- **Given passage**

▼

= 1931 in archaeology =

Below are notable events in archaeology that occurred in 1931.

==Events==
- Athens Charter for the Restoration of Historic Monuments adopted at the First International Congress of Architects and Technicians of Historic Monuments.

==Explorations==
- Aleš Hrdlička begins survey of Kodiak Island.

==Excavations==
- 23 May-1 October: Discovery and subsequent excavation of human artefacts at Vogelherd Cave in Germany, including Upper Paleolithic figurines (under direction of Gustav Riek).
- Chinese prehistorian Jia Lanpo and archaeologist Bian Mienmien join the ongoing excavations at Peking Man Site in Zhoukoudian, China.
- University of Pennsylvania project at Piedras Negras, Guatemala begins (lasts to 1939).
- Excavation of tomb of Hemaka at Saqqara in Egypt is begun by Cecil Mallaby Firth.
- Tunnelling into Great Pyramid of Cholula in Mexico is begun by Ignacio Marquina.
- Alfonso Caso begins eighteen-year project at Monte Albán, Oaxaca, Mexico.
- International project at Samaria, led by John Winter Crowfoot, begins (lasts to 1935).

▲

- **Object position labeling rows**
▼

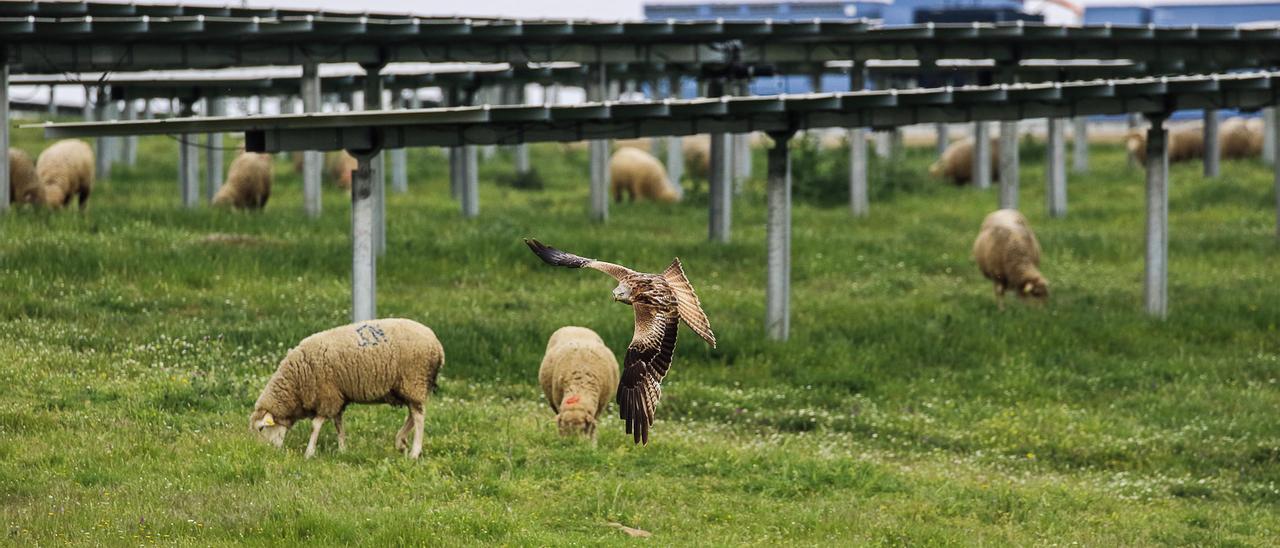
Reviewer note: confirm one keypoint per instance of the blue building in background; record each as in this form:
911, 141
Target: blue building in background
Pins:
1206, 13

▲

- **Tasks and exercises**
- A) Can you update the rows by changing "Pins" to "Points", keeping everything else the same and leaving the pictures out of your answer?
- B) Can you go on with the 1931 archaeology list from where it stops?
The 1931 archaeology list and the rows are unrelated to each other.

- **Answers given**
- A)
Reviewer note: confirm one keypoint per instance of the blue building in background; record each as in this form:
911, 141
Target: blue building in background
Points:
1206, 13

- B)
- Prima nave of the Nemi ships is recovered.

==Finds==

- 9 February: The Uzziah Tablet, a 1st-century CE Aramaic funerary inscription commemorating the reburial of King Uzziah of Judah, is identified by Eleazar Sukenik in the collection of the Russian Orthodox Eleona Church on the Mount of Olives, Jerusalem.

- September: First prehistoric tool recovered from Doggerland.
- October: The Parel Relief or Parel Shiva, an important monolithic relief of the Hindu god Shiva in seven forms that is dated to the late Gupta period, in the 5th or 6th century AD is found in Parel, now a neighbourhood of Mumbai, India, where a road is being constructed.
- 29 December: Calakmul rediscovered by Cyrus L. Lundell.
- French archaeologist Henri Breuil visits the Peking Man Site at Zhoukoudian, China and confirms the presence of stone tools.
- George Florescu discovers Vlad III Dracula's tomb in Snagov Monastery.
- The remains of 450 infants and 150 dogs dated to 165 BC–150 BC are found at the Athenian Agora; the infants are subsequently found to have died from meningitis and other natural causes.
- A statue of Tyche is uncovered at Prusias ad Hypium in Turkey.
- A conch from 18000 years BP in Marsoulas Cave in the Haute-Garonne of France, demonstrated in 2021 as having been adapted by Magdalenian people as a musical instrument.

==Publications==
- W. D. Caröe - The Importance of the Historical Buildings of Cyprus.
- C. F. C. Hawkes - "Hillforts". Antiquity 5 pp. 60–97.

==Births==
- 15 July - Clive Cussler, American thriller writer and underwater explorer (died 2020)
- 13 September - Brian Dobson, British archaeologist notable for work on Hadrian's Wall and the Roman Army (died 2012)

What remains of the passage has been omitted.